Problem details
Each line that follows should be printed again exactly as it stands.

====== Data for processing

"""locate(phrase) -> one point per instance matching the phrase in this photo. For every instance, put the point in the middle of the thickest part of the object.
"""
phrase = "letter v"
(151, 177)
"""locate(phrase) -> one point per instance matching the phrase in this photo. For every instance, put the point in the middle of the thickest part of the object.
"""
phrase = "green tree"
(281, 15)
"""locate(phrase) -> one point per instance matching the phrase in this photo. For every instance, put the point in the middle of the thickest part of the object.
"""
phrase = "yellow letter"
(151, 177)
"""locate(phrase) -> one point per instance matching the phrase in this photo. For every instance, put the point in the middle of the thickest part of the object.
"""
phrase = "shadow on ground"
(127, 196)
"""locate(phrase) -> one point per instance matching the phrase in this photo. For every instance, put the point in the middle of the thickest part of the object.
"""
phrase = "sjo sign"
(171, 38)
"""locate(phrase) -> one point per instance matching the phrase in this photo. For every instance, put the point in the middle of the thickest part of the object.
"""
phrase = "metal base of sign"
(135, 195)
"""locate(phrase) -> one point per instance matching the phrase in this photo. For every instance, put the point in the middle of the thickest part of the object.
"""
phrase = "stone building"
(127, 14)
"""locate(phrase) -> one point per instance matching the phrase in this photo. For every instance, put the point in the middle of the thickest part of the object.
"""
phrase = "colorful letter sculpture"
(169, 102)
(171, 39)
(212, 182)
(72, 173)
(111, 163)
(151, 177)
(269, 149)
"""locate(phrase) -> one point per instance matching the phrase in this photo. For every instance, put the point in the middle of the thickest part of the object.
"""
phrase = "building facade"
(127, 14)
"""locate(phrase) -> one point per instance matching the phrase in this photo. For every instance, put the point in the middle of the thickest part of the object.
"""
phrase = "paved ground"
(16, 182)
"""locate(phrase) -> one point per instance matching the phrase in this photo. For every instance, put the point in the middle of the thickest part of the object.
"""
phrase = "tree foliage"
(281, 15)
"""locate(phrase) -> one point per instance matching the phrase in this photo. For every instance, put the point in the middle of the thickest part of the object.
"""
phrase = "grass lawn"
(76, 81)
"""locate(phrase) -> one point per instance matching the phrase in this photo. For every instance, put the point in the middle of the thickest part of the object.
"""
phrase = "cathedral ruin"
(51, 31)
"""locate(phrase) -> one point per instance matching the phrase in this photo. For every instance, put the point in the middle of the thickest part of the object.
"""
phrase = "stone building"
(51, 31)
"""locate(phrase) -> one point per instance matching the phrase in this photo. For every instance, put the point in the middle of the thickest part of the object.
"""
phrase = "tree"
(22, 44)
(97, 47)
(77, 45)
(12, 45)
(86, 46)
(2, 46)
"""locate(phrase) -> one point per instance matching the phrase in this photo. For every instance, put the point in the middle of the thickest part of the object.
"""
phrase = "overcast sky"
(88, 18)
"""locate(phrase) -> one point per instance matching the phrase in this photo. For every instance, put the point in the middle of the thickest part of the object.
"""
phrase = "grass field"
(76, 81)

============

Exercise response
"""locate(phrase) -> one point per instance matching the phrase in this photo. For every instance, put the point in the middle of the thickest part of the object.
"""
phrase = "letter v"
(151, 177)
"""locate(phrase) -> one point per instance matching the phrase in this photo. For every instance, put the point in the middle of the thickest part of the object.
"""
phrase = "green tree"
(281, 15)
"""locate(phrase) -> one point per instance matching the phrase in this photo. For every instance, put the point in the middle of the thickest part of the object.
"""
phrase = "yellow letter"
(151, 177)
"""locate(phrase) -> one point per instance matching the phrase in this photo. For every instance, put the point in the middle of the thickest part of the object.
"""
phrase = "shadow on ground"
(127, 196)
"""locate(phrase) -> one point per instance matching the phrase in this photo. For every instance, put the point in the middle of the thickest part of the object.
"""
phrase = "sjo sign"
(171, 38)
"""locate(phrase) -> one point per instance matching the phrase in this photo. For every instance, put the point in the middle of the thickest part of the object.
"""
phrase = "metal base of sign"
(135, 195)
"""locate(phrase) -> one point per instance matching the phrase in this photo. For every instance, put the point in the middle of the thickest part of the object.
"""
phrase = "stone building"
(127, 14)
"""locate(phrase) -> one point per instance matching the phrase in this photo. For every instance, put the point in the middle of the thickest part of the object.
"""
phrase = "colorful letter sculpture"
(169, 102)
(171, 39)
(212, 182)
(72, 173)
(111, 163)
(151, 177)
(269, 149)
"""locate(phrase) -> one point per instance matching the phrase in this photo. For every instance, put the point in the middle of the thickest part of the object.
"""
phrase = "building facade"
(127, 14)
"""locate(phrase) -> one point per instance matching the phrase in this photo. For every instance, put the point in the middle of the thickest part of the object.
"""
phrase = "paved ground"
(16, 182)
"""locate(phrase) -> one point per instance matching the phrase in this photo. For every instance, put the point in the middle of the thickest part of the object.
"""
phrase = "tree foliage"
(281, 15)
"""locate(phrase) -> one point per instance matching the phrase in this photo. For every instance, put the point in the middle of the thickest part of the object.
"""
phrase = "grass lawn"
(76, 81)
"""locate(phrase) -> one point per instance matching the phrase in this photo. For every instance, put the point in the middle of the thickest part of the object.
"""
phrase = "cathedral ruin"
(51, 31)
"""locate(phrase) -> one point per instance matching the phrase in this photo. For every instance, put the point in the middle of the thickest part of the object.
"""
phrase = "stone building"
(51, 31)
"""locate(phrase) -> one point per instance matching the phrase in this photo. For every instance, put the point in the middle of the thickest part of the object.
"""
phrase = "tree"
(22, 44)
(97, 47)
(77, 45)
(12, 45)
(86, 46)
(2, 46)
"""locate(phrase) -> one point per instance matching the phrase in this photo. For every instance, put the point in the middle of the thickest part of the object.
"""
phrase = "overcast sky"
(88, 18)
"""locate(phrase) -> one point per instance matching the phrase in this photo. For every instance, put the point in the middle of the thickest part of the object.
"""
phrase = "grass field"
(76, 81)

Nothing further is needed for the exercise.